WHAT THE EXERCISE ASKS: Would you transcribe the records word for word, please?

SUPPLIED DATA:

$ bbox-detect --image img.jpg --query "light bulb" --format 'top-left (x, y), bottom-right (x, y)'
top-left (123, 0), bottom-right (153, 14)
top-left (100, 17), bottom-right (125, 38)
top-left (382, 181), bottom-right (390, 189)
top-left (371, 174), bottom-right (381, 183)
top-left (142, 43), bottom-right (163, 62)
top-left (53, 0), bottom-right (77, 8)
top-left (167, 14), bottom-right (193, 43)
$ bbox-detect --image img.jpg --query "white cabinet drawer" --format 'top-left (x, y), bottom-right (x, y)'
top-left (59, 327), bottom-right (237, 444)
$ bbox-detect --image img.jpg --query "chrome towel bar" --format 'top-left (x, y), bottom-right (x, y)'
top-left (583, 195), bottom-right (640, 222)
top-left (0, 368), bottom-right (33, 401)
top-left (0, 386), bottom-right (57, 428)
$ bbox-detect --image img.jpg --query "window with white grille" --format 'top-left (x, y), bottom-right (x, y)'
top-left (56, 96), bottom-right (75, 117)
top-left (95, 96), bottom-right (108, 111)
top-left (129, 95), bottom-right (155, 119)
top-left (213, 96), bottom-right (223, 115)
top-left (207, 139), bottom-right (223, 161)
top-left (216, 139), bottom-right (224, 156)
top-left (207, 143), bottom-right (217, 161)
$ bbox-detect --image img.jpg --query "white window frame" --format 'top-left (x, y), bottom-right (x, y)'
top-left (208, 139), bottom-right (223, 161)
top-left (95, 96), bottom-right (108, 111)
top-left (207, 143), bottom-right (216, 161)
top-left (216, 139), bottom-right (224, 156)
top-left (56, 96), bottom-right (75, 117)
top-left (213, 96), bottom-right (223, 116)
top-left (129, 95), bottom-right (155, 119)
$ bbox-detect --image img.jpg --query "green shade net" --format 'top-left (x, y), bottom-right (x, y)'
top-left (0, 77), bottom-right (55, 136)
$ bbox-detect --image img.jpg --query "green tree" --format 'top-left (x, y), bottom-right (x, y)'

ANSWER:
$ bbox-detect --image img.jpg --query "light bulb" --format 'top-left (x, y), bottom-right (x, y)'
top-left (123, 0), bottom-right (153, 14)
top-left (100, 17), bottom-right (125, 38)
top-left (382, 181), bottom-right (390, 189)
top-left (371, 174), bottom-right (381, 183)
top-left (142, 43), bottom-right (163, 62)
top-left (53, 0), bottom-right (77, 8)
top-left (167, 14), bottom-right (193, 43)
$ bbox-detect --image img.jpg --query "white cabinet drawer" --format 'top-left (x, y), bottom-right (x, y)'
top-left (59, 327), bottom-right (237, 444)
$ bbox-detect --image img.jpg --query "chrome towel bar" --format 'top-left (x, y), bottom-right (x, y)'
top-left (583, 195), bottom-right (640, 222)
top-left (0, 368), bottom-right (33, 401)
top-left (0, 386), bottom-right (57, 428)
$ bbox-detect --image img.jpg --query "window with white grille" --format 'top-left (x, y), bottom-right (x, y)'
top-left (56, 96), bottom-right (75, 117)
top-left (95, 96), bottom-right (108, 111)
top-left (129, 95), bottom-right (155, 119)
top-left (213, 96), bottom-right (223, 115)
top-left (207, 139), bottom-right (223, 161)
top-left (216, 139), bottom-right (224, 156)
top-left (207, 143), bottom-right (217, 161)
$ bbox-detect --image img.jpg --query "white window frame" --format 'top-left (x, y), bottom-right (x, y)'
top-left (208, 139), bottom-right (223, 161)
top-left (95, 96), bottom-right (108, 111)
top-left (207, 143), bottom-right (216, 161)
top-left (216, 139), bottom-right (224, 156)
top-left (56, 96), bottom-right (75, 117)
top-left (213, 96), bottom-right (223, 116)
top-left (129, 95), bottom-right (155, 119)
$ bbox-detect --image img.jpg --query "green shade net" --format 'top-left (x, y), bottom-right (x, y)'
top-left (0, 77), bottom-right (55, 136)
$ bbox-detect --image img.jpg --query "green tree" --format 'top-left (x, y), bottom-right (x, y)'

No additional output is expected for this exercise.